Instructions to follow: Once you find the line with "Target: corinthian column capital" in the entries below, return exactly every line from it through the line with "Target: blue window glass".

Data for processing:
+ + + + +
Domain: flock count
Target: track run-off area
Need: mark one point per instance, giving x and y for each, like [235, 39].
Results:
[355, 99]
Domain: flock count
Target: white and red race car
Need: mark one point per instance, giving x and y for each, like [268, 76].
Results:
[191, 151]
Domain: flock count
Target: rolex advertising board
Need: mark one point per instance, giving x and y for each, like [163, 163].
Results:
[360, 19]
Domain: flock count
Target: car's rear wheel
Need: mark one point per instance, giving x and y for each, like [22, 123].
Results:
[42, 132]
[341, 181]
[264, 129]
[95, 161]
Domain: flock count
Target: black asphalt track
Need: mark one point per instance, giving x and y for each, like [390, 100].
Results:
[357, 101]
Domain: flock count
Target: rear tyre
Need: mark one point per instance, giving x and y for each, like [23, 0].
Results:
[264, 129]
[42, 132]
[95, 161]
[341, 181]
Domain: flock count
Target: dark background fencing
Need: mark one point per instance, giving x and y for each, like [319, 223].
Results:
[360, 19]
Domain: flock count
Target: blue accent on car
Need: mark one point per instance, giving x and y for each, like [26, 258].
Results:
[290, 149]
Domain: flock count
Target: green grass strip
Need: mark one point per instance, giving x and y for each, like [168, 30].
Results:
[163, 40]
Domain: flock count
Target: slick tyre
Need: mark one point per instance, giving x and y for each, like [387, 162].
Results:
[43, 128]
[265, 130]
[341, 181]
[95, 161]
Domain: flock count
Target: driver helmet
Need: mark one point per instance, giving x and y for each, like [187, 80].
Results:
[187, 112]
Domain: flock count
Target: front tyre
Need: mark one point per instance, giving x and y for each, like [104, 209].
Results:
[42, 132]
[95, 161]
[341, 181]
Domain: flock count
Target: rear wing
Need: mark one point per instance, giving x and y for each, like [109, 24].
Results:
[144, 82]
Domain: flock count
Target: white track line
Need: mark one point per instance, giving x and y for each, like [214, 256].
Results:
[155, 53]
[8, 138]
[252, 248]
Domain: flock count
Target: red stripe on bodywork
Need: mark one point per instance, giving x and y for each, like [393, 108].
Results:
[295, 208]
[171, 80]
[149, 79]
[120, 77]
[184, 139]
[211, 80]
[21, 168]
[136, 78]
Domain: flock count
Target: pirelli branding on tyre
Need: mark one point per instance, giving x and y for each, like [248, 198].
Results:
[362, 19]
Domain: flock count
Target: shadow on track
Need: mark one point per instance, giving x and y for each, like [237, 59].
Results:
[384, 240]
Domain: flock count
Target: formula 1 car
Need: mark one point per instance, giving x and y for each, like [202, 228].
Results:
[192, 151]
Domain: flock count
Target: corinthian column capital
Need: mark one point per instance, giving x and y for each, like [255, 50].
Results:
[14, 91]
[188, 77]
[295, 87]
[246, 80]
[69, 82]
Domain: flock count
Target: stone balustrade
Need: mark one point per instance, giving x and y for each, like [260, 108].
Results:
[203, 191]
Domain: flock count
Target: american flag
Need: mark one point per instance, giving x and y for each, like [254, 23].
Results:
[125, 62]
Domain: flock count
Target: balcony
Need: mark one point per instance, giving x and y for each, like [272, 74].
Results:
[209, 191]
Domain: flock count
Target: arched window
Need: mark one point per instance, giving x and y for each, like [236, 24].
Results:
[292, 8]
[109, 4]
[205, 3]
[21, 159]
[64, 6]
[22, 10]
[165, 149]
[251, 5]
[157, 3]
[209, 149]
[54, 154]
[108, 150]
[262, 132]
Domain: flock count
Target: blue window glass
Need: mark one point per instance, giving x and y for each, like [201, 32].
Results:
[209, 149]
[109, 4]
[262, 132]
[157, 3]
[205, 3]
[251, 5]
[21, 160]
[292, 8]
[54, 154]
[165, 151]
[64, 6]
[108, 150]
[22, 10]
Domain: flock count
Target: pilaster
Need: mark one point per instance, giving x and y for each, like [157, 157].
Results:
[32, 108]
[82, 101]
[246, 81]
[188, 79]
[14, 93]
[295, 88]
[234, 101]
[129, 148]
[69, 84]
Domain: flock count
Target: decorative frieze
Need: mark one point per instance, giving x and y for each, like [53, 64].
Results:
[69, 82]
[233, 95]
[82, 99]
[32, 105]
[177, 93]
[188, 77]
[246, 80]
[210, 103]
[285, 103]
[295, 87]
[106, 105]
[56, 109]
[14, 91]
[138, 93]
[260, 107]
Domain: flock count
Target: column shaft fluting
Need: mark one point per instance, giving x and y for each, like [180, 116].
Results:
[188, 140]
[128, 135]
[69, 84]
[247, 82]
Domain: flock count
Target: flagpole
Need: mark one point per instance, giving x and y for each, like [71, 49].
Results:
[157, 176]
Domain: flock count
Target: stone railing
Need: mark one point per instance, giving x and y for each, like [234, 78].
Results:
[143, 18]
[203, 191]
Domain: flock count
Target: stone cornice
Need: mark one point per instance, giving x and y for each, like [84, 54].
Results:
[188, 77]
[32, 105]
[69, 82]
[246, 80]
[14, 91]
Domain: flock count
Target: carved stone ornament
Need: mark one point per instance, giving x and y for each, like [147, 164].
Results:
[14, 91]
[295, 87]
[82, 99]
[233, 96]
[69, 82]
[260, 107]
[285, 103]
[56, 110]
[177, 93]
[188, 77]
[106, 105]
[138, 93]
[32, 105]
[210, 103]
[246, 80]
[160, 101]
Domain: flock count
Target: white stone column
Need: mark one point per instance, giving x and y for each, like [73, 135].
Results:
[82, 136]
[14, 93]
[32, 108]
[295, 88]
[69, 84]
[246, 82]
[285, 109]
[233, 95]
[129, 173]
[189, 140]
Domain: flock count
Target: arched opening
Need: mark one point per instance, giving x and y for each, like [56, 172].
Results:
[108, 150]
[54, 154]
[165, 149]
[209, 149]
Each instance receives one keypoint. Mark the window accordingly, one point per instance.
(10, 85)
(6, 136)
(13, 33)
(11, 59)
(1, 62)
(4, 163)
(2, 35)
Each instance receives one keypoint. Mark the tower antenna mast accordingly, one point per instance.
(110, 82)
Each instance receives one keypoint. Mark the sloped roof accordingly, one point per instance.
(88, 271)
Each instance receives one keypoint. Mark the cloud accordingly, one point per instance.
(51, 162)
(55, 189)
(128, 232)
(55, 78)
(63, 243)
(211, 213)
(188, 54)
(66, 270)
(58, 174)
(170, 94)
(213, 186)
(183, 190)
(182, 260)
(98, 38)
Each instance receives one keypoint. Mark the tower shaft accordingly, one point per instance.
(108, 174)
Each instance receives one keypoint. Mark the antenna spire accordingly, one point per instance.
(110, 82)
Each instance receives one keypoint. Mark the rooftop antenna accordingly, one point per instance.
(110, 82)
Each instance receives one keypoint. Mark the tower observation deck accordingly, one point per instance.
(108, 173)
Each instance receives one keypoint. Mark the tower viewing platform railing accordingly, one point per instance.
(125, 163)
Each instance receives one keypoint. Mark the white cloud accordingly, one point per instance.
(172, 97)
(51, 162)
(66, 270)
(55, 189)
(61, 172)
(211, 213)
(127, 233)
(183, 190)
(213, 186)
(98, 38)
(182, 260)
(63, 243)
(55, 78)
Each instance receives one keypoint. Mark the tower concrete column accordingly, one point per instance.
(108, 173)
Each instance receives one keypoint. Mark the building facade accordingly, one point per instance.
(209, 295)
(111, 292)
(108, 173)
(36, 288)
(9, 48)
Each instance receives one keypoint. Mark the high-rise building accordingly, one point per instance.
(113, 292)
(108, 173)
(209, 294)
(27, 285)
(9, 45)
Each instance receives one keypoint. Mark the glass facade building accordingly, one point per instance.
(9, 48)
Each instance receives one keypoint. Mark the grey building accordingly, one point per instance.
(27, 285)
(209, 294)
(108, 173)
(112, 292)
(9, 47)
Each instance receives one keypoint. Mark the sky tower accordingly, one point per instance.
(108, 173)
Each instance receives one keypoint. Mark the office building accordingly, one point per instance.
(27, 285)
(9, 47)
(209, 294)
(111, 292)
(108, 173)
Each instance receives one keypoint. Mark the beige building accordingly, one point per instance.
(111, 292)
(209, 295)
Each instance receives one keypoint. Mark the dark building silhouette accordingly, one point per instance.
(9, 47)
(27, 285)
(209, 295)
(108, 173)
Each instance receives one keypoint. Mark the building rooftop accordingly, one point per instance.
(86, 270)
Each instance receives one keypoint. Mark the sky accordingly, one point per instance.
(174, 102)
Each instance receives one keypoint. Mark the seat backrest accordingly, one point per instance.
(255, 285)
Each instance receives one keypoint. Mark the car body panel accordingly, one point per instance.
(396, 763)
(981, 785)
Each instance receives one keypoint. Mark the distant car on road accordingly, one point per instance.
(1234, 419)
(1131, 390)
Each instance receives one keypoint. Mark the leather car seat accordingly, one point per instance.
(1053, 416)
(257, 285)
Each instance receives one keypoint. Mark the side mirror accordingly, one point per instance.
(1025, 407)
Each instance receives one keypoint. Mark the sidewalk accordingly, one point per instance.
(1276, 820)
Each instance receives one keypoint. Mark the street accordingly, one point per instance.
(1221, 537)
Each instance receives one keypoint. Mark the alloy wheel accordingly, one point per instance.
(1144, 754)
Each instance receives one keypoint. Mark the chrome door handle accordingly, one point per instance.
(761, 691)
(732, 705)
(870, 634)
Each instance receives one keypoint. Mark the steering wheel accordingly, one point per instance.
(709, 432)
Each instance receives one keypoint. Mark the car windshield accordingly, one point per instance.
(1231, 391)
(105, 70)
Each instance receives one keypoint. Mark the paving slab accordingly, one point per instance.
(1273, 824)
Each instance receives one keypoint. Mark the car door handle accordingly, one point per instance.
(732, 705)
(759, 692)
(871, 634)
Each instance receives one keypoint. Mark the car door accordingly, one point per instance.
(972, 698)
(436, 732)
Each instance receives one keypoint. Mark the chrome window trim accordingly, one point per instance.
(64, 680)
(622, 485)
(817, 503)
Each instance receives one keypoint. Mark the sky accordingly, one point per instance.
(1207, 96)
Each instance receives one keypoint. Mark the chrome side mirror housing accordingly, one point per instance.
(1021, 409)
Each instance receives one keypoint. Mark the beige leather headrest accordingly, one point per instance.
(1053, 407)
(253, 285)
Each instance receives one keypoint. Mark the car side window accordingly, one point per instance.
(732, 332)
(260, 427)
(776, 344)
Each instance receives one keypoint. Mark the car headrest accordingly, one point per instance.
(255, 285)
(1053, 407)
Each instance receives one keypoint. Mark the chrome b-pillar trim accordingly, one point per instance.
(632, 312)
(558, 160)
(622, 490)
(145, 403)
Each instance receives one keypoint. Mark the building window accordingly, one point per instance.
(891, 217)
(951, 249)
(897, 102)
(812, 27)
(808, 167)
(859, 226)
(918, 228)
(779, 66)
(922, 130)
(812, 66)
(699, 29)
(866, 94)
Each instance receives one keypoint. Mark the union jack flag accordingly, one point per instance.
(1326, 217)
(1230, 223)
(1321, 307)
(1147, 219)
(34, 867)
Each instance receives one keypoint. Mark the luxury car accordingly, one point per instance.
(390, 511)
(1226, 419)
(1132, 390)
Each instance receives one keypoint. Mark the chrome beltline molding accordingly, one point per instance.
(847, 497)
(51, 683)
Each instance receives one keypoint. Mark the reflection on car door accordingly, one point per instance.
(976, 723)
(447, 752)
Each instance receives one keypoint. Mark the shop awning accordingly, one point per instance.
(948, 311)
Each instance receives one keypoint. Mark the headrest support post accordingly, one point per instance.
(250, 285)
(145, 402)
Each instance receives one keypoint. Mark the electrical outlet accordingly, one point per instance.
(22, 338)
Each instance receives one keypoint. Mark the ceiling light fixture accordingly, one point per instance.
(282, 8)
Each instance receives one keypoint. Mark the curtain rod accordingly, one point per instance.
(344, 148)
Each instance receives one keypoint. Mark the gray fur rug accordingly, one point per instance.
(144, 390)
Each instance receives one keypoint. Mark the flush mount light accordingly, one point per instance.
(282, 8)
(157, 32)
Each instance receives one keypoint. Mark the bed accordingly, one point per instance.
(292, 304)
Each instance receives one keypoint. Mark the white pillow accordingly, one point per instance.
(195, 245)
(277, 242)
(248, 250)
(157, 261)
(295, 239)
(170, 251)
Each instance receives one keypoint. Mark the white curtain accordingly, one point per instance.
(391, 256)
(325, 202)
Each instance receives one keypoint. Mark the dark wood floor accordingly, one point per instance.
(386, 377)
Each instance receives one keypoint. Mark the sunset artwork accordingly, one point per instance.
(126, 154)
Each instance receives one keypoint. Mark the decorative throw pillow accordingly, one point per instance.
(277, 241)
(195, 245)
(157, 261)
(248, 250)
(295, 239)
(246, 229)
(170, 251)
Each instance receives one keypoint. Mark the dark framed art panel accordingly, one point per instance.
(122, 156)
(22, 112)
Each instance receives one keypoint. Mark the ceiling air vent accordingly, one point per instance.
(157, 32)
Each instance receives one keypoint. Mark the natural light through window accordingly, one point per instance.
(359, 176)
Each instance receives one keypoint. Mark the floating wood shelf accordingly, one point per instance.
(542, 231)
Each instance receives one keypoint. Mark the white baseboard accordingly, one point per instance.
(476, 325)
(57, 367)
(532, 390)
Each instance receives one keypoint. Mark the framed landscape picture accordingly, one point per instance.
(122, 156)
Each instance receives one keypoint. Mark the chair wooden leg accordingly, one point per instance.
+ + + + +
Final answer:
Target: corinthian column capital
Need: mark one point per instance, giving x and y for each, like [255, 50].
Results:
[14, 91]
[188, 77]
[295, 87]
[246, 80]
[69, 82]
Domain: flock count
Target: stone balustrade
Need: mark one point per instance, giving x and y for each, like [260, 108].
Results:
[203, 191]
Domain: flock count
Target: american flag
Need: mark one point per instance, giving x and y for each, like [254, 23].
Results:
[125, 62]
Domain: flock count
Target: balcony
Need: mark one point per instance, giving x and y for each, like [272, 74].
Results:
[209, 191]
Domain: flock count
Target: arched window
Need: mark one point per instance, giving x and y for each, like [236, 24].
Results:
[292, 8]
[109, 4]
[205, 3]
[21, 159]
[64, 6]
[22, 10]
[165, 149]
[251, 5]
[157, 3]
[209, 149]
[54, 154]
[108, 150]
[262, 132]
Domain: flock count
Target: blue window glass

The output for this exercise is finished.